EXERCISE DETAILS — Working from the top of the records below, reproduce each line exactly, ending once you have written the line containing "Q: Point to every instance of the shoreline".

DATASET EXCERPTS —
⁂

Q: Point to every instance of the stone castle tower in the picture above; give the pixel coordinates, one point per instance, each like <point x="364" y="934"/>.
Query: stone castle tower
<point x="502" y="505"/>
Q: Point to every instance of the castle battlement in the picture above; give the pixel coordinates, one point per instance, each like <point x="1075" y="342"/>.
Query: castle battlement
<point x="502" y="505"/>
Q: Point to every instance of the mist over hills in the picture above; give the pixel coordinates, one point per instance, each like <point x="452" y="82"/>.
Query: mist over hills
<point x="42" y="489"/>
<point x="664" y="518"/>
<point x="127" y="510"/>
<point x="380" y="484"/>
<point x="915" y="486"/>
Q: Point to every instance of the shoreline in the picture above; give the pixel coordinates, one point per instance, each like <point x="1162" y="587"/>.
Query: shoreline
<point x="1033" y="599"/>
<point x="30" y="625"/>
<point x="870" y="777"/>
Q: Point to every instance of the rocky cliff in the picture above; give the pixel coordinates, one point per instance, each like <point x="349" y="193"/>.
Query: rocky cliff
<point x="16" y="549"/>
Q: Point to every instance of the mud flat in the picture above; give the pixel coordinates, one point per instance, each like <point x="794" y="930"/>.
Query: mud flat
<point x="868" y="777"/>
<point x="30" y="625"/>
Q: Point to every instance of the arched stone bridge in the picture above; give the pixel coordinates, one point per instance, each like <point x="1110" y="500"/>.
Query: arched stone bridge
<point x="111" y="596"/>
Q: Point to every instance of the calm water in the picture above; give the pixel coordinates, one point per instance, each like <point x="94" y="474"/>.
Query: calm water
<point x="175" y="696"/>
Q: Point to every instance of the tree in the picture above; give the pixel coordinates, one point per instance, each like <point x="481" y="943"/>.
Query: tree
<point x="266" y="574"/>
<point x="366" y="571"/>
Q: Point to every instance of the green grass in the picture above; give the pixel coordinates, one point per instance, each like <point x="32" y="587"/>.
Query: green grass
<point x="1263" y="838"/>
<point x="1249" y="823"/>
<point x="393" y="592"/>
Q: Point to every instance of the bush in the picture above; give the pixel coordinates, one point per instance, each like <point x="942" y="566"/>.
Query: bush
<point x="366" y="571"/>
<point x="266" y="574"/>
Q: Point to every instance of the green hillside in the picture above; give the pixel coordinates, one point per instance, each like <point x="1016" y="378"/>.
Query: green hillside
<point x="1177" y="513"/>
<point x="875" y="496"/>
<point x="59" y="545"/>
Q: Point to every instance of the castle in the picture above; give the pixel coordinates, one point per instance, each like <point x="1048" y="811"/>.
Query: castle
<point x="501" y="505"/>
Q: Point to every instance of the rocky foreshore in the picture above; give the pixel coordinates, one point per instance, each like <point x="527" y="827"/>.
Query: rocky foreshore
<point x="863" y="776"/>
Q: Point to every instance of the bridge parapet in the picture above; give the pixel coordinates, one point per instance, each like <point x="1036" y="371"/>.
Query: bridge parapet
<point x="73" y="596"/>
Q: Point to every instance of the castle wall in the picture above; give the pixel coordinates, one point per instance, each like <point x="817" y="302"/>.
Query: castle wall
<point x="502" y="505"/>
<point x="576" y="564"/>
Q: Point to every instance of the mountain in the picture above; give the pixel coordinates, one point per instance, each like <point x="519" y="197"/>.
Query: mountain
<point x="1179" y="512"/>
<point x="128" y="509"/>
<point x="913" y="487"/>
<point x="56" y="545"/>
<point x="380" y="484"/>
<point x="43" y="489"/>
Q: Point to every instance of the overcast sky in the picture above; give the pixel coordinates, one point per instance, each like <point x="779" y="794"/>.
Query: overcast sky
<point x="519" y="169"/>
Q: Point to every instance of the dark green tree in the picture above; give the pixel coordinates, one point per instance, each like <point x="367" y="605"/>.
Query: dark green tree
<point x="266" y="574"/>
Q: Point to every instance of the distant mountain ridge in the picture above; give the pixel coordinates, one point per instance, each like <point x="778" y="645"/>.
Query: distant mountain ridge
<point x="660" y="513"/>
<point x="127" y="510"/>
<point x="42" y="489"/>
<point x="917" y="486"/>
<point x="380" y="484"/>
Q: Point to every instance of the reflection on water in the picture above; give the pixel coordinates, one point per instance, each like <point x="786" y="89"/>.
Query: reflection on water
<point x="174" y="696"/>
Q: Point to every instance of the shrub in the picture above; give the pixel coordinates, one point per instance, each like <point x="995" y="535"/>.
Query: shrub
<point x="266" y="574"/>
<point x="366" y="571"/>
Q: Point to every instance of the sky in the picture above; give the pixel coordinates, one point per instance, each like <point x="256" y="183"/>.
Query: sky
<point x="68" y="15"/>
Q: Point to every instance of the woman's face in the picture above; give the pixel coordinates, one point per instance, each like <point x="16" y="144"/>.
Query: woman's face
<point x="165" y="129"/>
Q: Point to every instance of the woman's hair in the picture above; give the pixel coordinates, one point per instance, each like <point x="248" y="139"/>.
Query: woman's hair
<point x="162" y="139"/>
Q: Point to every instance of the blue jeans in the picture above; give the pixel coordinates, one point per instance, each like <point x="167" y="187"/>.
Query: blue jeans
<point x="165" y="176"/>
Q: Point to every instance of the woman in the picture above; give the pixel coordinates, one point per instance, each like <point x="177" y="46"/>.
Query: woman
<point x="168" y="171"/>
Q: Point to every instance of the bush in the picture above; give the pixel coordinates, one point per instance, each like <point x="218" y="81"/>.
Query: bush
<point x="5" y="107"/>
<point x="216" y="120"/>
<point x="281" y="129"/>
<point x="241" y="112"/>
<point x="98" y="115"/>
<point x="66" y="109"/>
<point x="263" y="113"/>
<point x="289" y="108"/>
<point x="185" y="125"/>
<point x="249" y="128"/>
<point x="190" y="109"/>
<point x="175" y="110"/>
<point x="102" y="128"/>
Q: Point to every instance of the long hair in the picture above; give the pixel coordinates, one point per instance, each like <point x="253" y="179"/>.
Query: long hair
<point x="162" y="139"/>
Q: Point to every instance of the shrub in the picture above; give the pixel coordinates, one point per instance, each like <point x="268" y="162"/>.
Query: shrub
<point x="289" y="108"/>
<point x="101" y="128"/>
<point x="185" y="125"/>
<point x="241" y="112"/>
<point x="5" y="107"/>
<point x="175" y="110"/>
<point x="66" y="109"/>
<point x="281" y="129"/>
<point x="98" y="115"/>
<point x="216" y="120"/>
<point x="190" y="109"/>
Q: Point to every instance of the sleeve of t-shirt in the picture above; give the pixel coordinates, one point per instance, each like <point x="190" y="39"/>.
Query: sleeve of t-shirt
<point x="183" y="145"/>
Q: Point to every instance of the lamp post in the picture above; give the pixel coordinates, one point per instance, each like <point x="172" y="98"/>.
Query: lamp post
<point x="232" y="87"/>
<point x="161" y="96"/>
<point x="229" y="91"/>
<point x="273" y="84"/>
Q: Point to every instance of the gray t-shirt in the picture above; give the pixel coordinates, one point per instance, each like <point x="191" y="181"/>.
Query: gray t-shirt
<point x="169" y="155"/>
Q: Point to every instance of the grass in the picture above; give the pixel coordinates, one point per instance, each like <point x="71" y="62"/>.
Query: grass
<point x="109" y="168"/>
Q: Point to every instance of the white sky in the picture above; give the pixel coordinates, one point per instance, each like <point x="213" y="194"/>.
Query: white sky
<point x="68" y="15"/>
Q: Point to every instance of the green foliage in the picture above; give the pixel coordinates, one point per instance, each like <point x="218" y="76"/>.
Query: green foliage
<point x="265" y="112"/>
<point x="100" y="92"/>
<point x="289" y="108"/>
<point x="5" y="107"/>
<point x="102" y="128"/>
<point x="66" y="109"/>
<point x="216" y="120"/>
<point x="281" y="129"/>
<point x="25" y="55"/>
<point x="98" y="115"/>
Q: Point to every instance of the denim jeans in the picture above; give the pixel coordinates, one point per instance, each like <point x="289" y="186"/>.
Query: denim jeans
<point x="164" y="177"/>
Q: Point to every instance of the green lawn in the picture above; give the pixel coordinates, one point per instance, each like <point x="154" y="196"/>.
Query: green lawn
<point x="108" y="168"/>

⁂

OUTPUT FOR THIS TASK —
Q: Point to every instance of the stone castle tower in the picture above; give the pixel coordinates, one point per instance, each like <point x="364" y="934"/>.
Query: stone castle tower
<point x="502" y="505"/>
Q: Point to every instance of the castle battlement in the picture above; give the pixel coordinates, one point per instance, each like <point x="1075" y="342"/>.
Query: castle battlement
<point x="502" y="505"/>
Q: Point to every instance of the mist over hills in the picture above; give the pixel coordinates, one point per instance, each like <point x="452" y="82"/>.
Query: mist over hills
<point x="42" y="489"/>
<point x="664" y="518"/>
<point x="127" y="510"/>
<point x="380" y="484"/>
<point x="915" y="486"/>
Q: Point to every instance of the shoreline in the picture above; give the pixel coordinates, one point per instance, each like <point x="1162" y="587"/>.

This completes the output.